**Exercise tasks**
1/ In the passage on pulmonary exacerbations, which journal published the 2010 study it quotes?
2/ Transcribe the stretch of the pulmonary exacerbations passage from "But so what?" through "some clever misdirection?".
3/ Go on with the passage on pulmonary exacerbations and FEV1, starting after its last sentence.

But so what? What’s the big deal about pulmonary exacerbations? The trial protocol said little about these as an endpoint, so how do we know that Corbus Pharmaceuticals Holdings Inc (NASDAQ:CRBP) isn’t just massaging the data and pulling something new out of its hat with some clever misdirection?

Because FEV1 is closely correlated to the amount, frequency, and severity of pulmonary exacerbations. If FEV1 decline is the effect, exacerbations are the cause. A 2010 study published in the journal Pediatric Pulmonology for example concluded as much:

THERE IS A STRONG ASSOCIATION BETWEEN THE FREQUENCY OF PULMONARY EXACERBATIONS AND SUBSEQUENT DECLINE IN PULMONARY FUNCTION. IN ADULTS, HAVING 3+ EXACERBATIONS, AND AMONG CHILDREN, HAVING ANY EXACERBATIONS IS ASSOCIATED WITH A GREATER RATE OF DECLINE IN THE ENSUING 3 YEARS. IMPROVED PREVENTION, IDENTIFICATION, AND TREATMENT OF PULMONARY EXACERBATIONS ARE LIKELY TO HAVE LONG-TERM BENEFITS FOR PATIENTS WITH CF, ESPECIALLY CHILDREN.

Many other studies linking exacerbations with FEV1 have been conducted with similar findings. Pulmonary exacerbations happen because of inflammation, the very process that Anabsum targets, so the fact that they were reduced in a dose-dependent manner also makes intuitive sense. During and exacerbation, the immune system flares up, causing severe inflammation in the lungs and patients end up in hospital for 2 to 4 weeks on IV antibiotics at a cost of about $10K to an insurer. According to the Cystic Fibrosis Foundation itself, stopping pulmonary exacerbations is even more important than improving FEV1. FEV1 is just a number, but the exacerbations are the most acute and damaging part of CF.

**Dataset content**
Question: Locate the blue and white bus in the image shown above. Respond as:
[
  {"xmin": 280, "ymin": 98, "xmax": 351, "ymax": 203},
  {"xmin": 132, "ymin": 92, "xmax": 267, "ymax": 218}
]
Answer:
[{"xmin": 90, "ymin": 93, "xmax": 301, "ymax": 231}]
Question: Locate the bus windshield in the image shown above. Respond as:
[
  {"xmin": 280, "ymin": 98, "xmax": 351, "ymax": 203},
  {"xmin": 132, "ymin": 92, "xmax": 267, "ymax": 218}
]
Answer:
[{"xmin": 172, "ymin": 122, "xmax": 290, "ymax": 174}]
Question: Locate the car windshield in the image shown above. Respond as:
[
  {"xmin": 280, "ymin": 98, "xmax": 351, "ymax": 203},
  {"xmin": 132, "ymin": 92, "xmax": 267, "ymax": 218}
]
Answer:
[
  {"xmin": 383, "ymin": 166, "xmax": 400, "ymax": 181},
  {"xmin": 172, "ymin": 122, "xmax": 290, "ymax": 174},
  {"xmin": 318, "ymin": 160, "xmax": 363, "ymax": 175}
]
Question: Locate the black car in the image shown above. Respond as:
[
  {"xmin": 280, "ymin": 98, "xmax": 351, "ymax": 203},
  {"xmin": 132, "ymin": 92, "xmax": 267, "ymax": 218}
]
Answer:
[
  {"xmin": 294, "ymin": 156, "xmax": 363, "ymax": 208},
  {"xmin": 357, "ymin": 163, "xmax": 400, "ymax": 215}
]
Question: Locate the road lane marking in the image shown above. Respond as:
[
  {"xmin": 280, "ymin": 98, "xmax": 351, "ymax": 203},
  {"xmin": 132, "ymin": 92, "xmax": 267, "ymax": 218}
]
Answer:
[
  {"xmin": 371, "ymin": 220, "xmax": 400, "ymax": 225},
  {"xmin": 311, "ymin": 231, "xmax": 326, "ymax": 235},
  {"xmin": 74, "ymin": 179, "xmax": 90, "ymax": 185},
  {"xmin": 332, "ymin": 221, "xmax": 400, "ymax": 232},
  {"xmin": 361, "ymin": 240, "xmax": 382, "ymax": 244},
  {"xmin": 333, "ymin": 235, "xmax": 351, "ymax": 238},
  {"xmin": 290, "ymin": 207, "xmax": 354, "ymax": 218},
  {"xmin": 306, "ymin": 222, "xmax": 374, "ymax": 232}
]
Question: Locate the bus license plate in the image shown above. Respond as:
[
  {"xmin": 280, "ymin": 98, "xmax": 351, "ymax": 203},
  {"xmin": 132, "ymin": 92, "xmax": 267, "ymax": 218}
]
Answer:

**Responses**
1/ Pediatric Pulmonology

2/
But so what? What’s the big deal about pulmonary exacerbations? The trial protocol said little about these as an endpoint, so how do we know that Corbus Pharmaceuticals Holdings Inc (NASDAQ:CRBP) isn’t just massaging the data and pulling something new out of its hat with some clever misdirection?

3/
Most importantly, Corbus Pharmaceuticals Holdings Inc (NASDAQ:CRBP) and the Cystic Fibrosis Foundation believe that a reduction in the annualized rate of these exacerbations is an approvable endpoint for the FDA. In other words, this Phase II trial accomplished exactly what it was supposed to accomplish. It established safety in what is usually a very dangerous inflammation target, and it was able to point Corbus and the CFF in the direction of a measurable endpoint for an upcoming pivotal trial.

Going a bit deeper into the pulmonary exacerbation numbers, annualized pulmonary exacerbations for the Vertex Pharmaceuticals Inc. (NASADAQ:VRTX) Texacaftor/Ivacaftor combination therapy saw a 35% reduction of .64 vs .99 placebo. Anabasum saw a greater pulmonary exacerbation drop of 75%, from 0.89 to 0.22 annualized in the highest-dose cohort. If this number can be replicated in future trials, the chances of approval for this indication are high. Both the CFF and its European counterpart the Cystic Fibrosis Society (ECFS) know this, and both are involved in funding these trials, which is why these two nonprofits view the trial results in a positive light.

Why No Open Label Extension for CF?

Many who follow Corbus closely are aware of the open label extensions granted the company by the FDA in the dermatomyositis and scleroderma indications. That these were granted in itself is evidence of positive efficacy. So why not in CF is well? Is this a bad sign? The answer is that CF already has 9 drugs available and patients can live 20 to 40 years with the disease. The FDA is less generous in granting early stage open label extensions in these cases. This is not the case with either scleroderma or dermatomyositis, which have no medications available and can be fatal much more quickly.

So before investors sell shares in response to what some financial bloggers have viewed as underwhelming and cherrypicked data, it is important to keep in mind two things. First, if these data can be replicated in a larger trial, Anabasum will likely be approved for CF. Second, the scleroderma and dermatomyositis trials, both with open label extensions, are ongoing.

Conclusion

There is a strong correlation between the frequency and amount of pulmonary exacerbations in CF patients and FEV1 decline. If Corbus Pharmaceuticals Holdings Inc (NASDAQ:CRBP) can show a 75% reduction in annualized exacerbations over 2 months, what will likely follow over a longer period of time is an improvement in FEV1. Regardless of how you may interpret the data, speaking just in terms of the actual hard numbers, if they can be replicated in a larger and longer trial, Anabasum will likely be approved for cystic fibrosis.